Stephanie Alfonso of Castile () (1139/1148 – 1 July 1180) was an illegitimate daughter of Alfonso VII of León and Castile and Urraca Fernández de Castro, widow of Count Rodrigo Martínez. Her murder by her husband, Fernando Rodríguez de Castro, earned her the sobriquet Stephanie the Unfortunate (Estefanía la Desdichada).

Birth
Stephanie's date of birth must have occurred between 1139, when the relationship between Alfonso and her mother began, and 1148, the  year in which Alfonso confers privileges in favor of Urraca and his daughter.

Marriage
In 1157, Stephanie's father died while returning from an expedition and his kingdoms were partitioned between her legitimate half-brothers, Sancho III of Castile and Fernando II of León. Stephanie would marry Fernando Rodríguez de Castro, head of the House of Castro. Nicknamed "the Lion" in his native Castile, he was exiled as a consequence of his family's struggles with the Lara family and joined the service of Ferdinand II in León, where he was dubbed "the Castilian". Ferdinand would name him governor, at different times, of Cuéllar, Dueñas, Valladolid, Toro and Asturias, and he eventually became Ferdidand's mayordomo mayor. He had divorced his first wife, Constanza Osorio, daughter of Count Osorio Martinez, who was killed fighting Castro at the Battle of Lobregal in 1160. For his services, King Ferdinand rewarded him with Stephanie's hand, also granting them the infantazgo of León. She bore her husband a son, Pedro Fernández de Castro.

▶ [REQUIRED TASK 1]: Reproduce the biography of Stephanie of Castile word for word, starting with "Stephanie Alfonso of" and going on through "(Estefanía la Desdichada).".
▶ [REQUIRED TASK 2]: Pick out each line of the entries that contains the string "column"; case counts.
The biography above has no connection to the entries that follow it.

(Rows from a pointing dataset)

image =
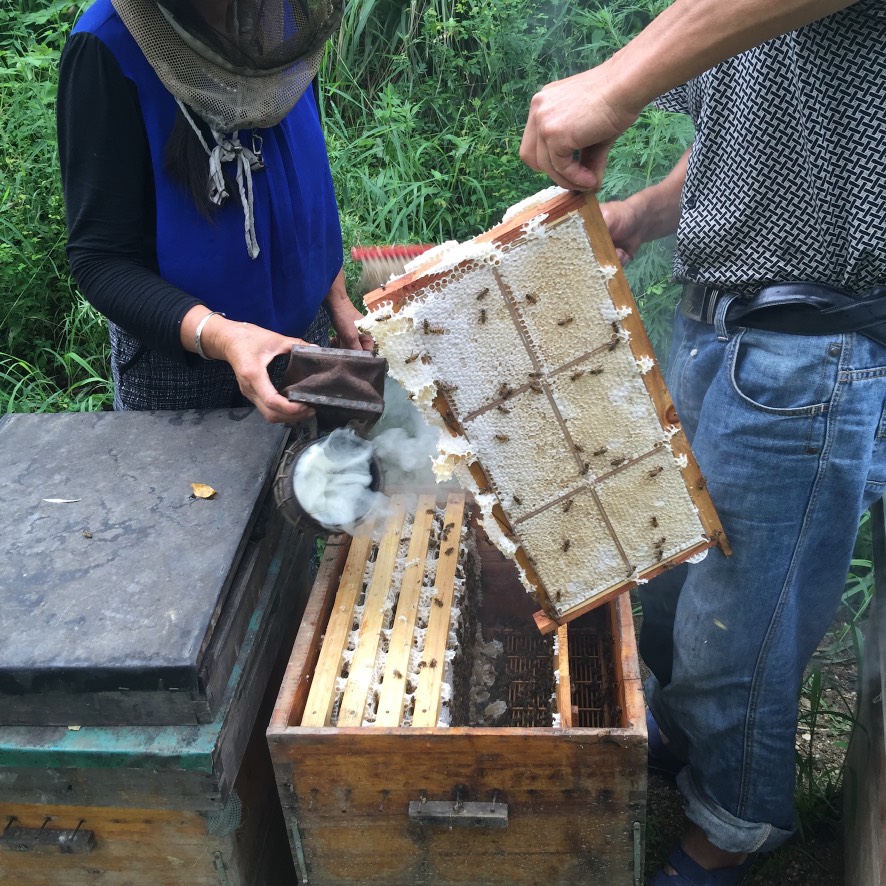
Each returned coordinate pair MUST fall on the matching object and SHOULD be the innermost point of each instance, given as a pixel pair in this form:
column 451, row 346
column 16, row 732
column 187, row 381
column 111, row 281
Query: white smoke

▶ [OUTPUT 1]:
Stephanie Alfonso of Castile () (1139/1148 – 1 July 1180) was an illegitimate daughter of Alfonso VII of León and Castile and Urraca Fernández de Castro, widow of Count Rodrigo Martínez. Her murder by her husband, Fernando Rodríguez de Castro, earned her the sobriquet Stephanie the Unfortunate (Estefanía la Desdichada).

▶ [OUTPUT 2]:
column 451, row 346
column 16, row 732
column 187, row 381
column 111, row 281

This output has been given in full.